### Fragmento extraído:
^^^^
Durante siete meses,
todos los días de esos siete meses, sin faltar ninguno, una cuadrilla de
exaltados de extrema derecha sitió la casa de Irene Montero y Pablo Iglesias,
con sus hijos dentro la mayoría de las veces. El juicio se celebra ahora.
Un silencio inexplicable
El Viejo Topo
8 junio, 2024
Juicio por el
acoso a Iglesias y Montero: un silencio inexplicable
Cada día pasan
cosas. Algunas nuevas. La mayoría vienen de días o semanas anteriores. Incluso
otras, aunque parezca raro, siguen ahí desde hace años. Si echamos la vista
atrás, veremos cómo el PP y Vox ya estaban aquí cuando sus antepasados
franquistas les legaron el odio a las diferencias, el desprecio a la
democracia, la entusiasta aplicación de la violencia contra todo lo que sonara
a libertad y a esa igualdad que un tan exquisito como cruelísimo sentido de
clase les quitaba el sueño por las noches: y se lo siguen quitando ahora a sus
herederos. Por eso no tienen remilgos a la hora de aplaudir el genocidio de
Israel contra el pueblo palestino. Vienen de ahí, de esa cultura de la
“eliminación” que bien supieron poner en marcha sus padres y abuelos en
1936 y que siguieron aplicando cuando lo que llegó después de la
guerra no fue la paz sino la victoria. Digo todo esto porque con tantas cosas
como están pasando a una velocidad vertiginosa, algunas ni aparecen o si
aparecen duran lo que la alegría en el rostro de Buster Keaton o en una canción
de Nick Cave: nada.
^^^^
### Objetivo del ejercicio:
Duplica, por favor, el fragmento sobre el juicio por el acoso a Iglesias y Montero, completo y sin ningún cambio. Las filas no tienen relación con el fragmento.

Datos extraídos de una colección
^^^^
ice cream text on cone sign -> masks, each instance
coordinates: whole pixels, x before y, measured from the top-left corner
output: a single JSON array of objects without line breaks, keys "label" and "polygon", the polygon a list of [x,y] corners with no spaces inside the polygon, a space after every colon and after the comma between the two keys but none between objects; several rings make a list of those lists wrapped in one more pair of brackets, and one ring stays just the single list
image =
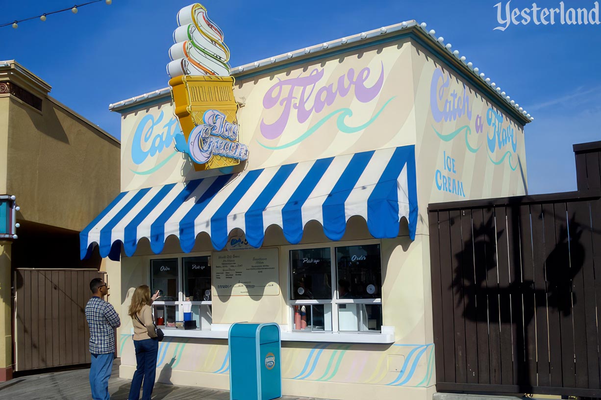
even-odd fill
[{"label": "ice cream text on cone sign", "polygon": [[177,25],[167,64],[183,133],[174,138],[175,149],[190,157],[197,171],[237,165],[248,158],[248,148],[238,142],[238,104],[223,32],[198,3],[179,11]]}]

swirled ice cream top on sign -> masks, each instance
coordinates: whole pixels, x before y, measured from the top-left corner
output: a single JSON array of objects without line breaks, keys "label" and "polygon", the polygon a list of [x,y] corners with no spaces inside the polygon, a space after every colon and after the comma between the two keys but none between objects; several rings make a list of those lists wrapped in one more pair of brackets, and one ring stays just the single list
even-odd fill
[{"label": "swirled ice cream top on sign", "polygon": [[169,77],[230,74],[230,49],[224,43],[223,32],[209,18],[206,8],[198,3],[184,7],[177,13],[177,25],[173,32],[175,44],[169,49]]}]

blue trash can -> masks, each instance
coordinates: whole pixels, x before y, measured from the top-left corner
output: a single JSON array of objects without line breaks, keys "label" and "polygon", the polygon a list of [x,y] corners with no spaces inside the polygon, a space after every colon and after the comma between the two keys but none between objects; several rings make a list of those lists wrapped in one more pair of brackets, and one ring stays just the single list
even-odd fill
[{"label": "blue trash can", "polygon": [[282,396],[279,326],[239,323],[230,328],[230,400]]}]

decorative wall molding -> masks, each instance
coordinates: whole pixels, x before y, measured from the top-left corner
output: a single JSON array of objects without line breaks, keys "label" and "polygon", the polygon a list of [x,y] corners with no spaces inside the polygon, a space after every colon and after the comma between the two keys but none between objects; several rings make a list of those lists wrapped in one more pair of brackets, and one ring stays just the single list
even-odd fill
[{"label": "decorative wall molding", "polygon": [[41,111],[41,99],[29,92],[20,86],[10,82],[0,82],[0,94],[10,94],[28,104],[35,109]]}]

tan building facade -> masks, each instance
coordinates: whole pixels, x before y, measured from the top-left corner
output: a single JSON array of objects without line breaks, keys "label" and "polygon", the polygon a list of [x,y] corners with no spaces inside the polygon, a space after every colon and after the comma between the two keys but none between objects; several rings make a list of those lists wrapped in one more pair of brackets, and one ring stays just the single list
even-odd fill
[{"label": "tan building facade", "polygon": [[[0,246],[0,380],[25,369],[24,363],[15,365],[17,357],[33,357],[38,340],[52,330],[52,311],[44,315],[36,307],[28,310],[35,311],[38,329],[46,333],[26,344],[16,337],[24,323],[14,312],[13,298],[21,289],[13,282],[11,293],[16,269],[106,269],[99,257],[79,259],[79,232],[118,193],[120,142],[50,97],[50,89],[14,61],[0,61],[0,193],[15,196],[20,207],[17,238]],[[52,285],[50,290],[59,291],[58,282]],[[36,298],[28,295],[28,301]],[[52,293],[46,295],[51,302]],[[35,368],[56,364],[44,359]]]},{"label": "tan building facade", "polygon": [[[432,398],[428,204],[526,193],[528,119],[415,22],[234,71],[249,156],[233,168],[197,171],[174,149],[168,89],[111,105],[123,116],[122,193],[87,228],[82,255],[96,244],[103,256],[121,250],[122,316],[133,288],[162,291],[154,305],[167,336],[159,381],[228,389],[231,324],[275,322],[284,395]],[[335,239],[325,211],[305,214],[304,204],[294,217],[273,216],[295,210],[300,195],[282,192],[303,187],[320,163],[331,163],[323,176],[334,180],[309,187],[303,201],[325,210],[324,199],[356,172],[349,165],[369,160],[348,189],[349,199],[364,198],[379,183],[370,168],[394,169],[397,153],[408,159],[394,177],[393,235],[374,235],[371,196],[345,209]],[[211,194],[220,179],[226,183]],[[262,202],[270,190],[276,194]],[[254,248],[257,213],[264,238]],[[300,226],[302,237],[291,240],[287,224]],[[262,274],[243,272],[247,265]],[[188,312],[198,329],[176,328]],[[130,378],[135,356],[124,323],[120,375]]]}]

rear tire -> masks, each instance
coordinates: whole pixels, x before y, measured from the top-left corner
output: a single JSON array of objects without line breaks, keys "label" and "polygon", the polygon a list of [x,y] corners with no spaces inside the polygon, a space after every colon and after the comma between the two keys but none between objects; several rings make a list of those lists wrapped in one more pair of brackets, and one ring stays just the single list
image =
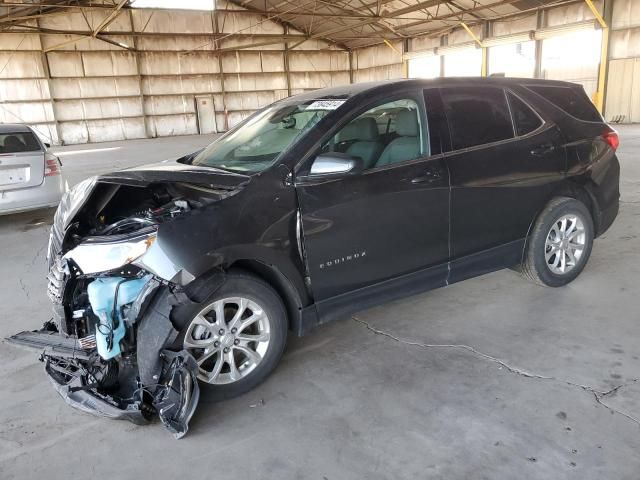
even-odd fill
^^^^
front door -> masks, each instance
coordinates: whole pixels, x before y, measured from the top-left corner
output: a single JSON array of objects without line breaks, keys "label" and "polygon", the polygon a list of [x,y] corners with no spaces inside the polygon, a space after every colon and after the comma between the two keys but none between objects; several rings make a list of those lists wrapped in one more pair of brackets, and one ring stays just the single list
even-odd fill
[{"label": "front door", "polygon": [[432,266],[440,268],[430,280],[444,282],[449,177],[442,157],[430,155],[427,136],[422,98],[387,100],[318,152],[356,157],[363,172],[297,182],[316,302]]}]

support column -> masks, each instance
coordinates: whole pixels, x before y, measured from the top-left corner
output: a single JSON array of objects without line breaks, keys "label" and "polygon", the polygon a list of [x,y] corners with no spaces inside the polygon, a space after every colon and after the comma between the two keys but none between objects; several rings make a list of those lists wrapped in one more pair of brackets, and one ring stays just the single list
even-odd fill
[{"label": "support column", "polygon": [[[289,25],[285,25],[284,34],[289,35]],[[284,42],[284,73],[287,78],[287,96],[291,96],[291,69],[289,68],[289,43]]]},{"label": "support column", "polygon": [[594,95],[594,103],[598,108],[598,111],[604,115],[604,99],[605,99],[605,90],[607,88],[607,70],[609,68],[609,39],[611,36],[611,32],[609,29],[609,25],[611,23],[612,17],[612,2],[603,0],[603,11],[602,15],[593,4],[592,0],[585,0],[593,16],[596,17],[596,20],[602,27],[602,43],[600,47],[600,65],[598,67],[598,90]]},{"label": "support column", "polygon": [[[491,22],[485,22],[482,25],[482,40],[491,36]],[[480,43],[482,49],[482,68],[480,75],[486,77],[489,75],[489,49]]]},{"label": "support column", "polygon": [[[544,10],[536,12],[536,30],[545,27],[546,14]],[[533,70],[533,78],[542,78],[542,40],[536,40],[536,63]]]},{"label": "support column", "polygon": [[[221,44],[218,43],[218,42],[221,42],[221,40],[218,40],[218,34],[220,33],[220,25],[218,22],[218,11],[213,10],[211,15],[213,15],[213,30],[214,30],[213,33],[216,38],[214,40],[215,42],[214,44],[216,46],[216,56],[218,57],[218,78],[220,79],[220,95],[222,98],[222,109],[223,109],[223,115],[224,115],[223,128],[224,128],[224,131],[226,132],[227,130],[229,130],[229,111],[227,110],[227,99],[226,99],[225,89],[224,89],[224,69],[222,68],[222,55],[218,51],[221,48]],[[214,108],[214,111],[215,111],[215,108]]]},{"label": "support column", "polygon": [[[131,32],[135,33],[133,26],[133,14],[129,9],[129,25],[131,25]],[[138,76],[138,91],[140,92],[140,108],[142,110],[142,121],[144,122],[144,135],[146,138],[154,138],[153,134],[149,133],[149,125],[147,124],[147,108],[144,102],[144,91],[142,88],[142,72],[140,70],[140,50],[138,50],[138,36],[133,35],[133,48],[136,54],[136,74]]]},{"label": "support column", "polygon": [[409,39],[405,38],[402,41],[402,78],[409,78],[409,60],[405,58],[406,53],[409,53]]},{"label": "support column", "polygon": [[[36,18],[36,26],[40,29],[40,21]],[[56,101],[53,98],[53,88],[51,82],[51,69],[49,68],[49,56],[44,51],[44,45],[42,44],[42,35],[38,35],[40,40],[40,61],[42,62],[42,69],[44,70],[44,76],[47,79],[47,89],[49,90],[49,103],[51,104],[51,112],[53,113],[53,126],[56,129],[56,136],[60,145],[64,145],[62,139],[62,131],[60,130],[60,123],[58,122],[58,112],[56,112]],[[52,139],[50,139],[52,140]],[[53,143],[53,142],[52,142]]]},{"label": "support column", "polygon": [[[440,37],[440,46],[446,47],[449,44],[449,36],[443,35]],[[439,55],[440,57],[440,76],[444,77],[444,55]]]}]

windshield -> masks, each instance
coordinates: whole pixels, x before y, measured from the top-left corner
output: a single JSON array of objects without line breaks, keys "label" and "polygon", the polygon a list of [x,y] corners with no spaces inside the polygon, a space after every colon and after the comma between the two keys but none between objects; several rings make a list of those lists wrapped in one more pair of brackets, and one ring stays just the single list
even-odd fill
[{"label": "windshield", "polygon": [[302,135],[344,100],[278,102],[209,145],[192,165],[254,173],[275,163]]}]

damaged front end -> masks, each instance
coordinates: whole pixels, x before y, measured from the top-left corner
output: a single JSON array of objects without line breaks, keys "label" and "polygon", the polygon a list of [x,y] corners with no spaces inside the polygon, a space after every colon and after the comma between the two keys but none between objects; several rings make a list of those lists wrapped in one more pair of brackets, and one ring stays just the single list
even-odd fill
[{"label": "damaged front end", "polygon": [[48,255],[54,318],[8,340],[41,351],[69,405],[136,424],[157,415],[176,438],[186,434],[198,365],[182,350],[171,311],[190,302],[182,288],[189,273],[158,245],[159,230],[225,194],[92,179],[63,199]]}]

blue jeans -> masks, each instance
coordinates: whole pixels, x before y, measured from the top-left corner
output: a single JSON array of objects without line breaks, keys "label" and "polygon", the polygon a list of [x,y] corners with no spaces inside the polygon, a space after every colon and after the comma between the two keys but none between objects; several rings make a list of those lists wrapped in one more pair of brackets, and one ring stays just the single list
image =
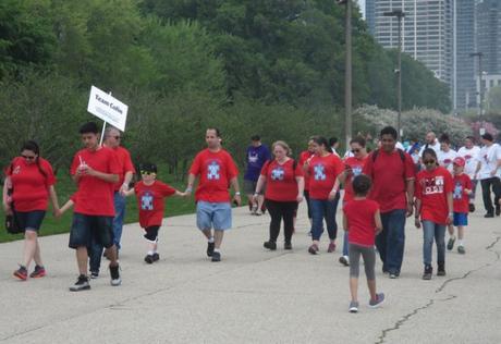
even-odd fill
^^^^
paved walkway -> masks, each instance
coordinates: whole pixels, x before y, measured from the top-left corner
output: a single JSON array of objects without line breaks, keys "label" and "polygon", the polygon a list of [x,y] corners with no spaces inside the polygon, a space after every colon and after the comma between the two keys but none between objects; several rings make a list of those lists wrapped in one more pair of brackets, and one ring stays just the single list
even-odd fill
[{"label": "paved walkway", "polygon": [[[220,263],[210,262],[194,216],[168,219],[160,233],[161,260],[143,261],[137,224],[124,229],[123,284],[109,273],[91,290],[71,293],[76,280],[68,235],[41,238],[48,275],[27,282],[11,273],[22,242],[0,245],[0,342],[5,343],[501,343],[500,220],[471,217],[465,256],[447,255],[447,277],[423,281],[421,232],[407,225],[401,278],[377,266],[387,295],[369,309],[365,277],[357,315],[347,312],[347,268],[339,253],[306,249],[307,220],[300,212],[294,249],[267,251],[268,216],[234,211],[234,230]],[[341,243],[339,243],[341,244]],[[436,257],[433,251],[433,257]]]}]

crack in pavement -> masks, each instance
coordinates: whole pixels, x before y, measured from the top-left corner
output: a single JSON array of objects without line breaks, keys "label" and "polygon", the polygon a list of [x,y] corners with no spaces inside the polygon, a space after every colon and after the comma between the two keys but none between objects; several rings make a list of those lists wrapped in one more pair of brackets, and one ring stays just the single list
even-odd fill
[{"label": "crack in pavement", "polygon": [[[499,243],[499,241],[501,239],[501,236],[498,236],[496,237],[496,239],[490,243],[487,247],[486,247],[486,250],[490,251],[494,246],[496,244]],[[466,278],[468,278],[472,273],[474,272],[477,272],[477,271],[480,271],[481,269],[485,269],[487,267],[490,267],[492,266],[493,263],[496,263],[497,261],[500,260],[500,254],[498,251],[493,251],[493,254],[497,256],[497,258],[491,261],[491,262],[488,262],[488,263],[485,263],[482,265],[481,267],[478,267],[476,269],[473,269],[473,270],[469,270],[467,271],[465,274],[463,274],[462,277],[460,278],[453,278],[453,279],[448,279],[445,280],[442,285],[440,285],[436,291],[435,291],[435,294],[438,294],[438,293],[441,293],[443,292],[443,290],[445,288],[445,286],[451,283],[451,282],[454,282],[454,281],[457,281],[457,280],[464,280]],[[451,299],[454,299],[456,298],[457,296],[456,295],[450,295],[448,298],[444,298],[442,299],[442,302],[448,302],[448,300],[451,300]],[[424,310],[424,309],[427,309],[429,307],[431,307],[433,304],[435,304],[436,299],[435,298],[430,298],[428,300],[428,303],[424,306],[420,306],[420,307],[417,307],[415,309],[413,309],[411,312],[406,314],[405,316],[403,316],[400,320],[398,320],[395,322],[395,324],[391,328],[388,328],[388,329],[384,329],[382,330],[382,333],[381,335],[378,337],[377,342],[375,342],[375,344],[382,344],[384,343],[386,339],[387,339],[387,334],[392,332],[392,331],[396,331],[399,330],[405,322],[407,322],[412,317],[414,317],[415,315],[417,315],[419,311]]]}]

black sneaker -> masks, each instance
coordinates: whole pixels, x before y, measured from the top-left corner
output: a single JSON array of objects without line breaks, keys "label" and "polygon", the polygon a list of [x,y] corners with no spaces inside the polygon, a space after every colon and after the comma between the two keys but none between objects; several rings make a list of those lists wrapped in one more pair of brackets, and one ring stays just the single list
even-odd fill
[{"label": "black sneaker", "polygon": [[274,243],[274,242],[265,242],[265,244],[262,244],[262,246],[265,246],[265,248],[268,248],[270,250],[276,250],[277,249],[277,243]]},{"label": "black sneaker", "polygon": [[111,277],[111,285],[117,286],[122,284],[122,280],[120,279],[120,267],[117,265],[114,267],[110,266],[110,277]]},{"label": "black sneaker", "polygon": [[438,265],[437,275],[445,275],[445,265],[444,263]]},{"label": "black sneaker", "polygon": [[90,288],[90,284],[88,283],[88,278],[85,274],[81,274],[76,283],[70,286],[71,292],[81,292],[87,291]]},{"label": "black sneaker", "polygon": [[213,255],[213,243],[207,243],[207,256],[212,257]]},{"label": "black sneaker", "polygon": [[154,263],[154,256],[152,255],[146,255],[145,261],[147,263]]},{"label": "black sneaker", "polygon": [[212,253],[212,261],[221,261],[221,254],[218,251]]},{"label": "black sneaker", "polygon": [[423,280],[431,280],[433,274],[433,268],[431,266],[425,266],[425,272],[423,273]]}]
^^^^
### Respuesta:
Durante siete meses,
todos los días de esos siete meses, sin faltar ninguno, una cuadrilla de
exaltados de extrema derecha sitió la casa de Irene Montero y Pablo Iglesias,
con sus hijos dentro la mayoría de las veces. El juicio se celebra ahora.
Un silencio inexplicable
El Viejo Topo
8 junio, 2024
Juicio por el
acoso a Iglesias y Montero: un silencio inexplicable
Cada día pasan
cosas. Algunas nuevas. La mayoría vienen de días o semanas anteriores. Incluso
otras, aunque parezca raro, siguen ahí desde hace años. Si echamos la vista
atrás, veremos cómo el PP y Vox ya estaban aquí cuando sus antepasados
franquistas les legaron el odio a las diferencias, el desprecio a la
democracia, la entusiasta aplicación de la violencia contra todo lo que sonara
a libertad y a esa igualdad que un tan exquisito como cruelísimo sentido de
clase les quitaba el sueño por las noches: y se lo siguen quitando ahora a sus
herederos. Por eso no tienen remilgos a la hora de aplaudir el genocidio de
Israel contra el pueblo palestino. Vienen de ahí, de esa cultura de la
“eliminación” que bien supieron poner en marcha sus padres y abuelos en
1936 y que siguieron aplicando cuando lo que llegó después de la
guerra no fue la paz sino la victoria. Digo todo esto porque con tantas cosas
como están pasando a una velocidad vertiginosa, algunas ni aparecen o si
aparecen duran lo que la alegría en el rostro de Buster Keaton o en una canción
de Nick Cave: nada.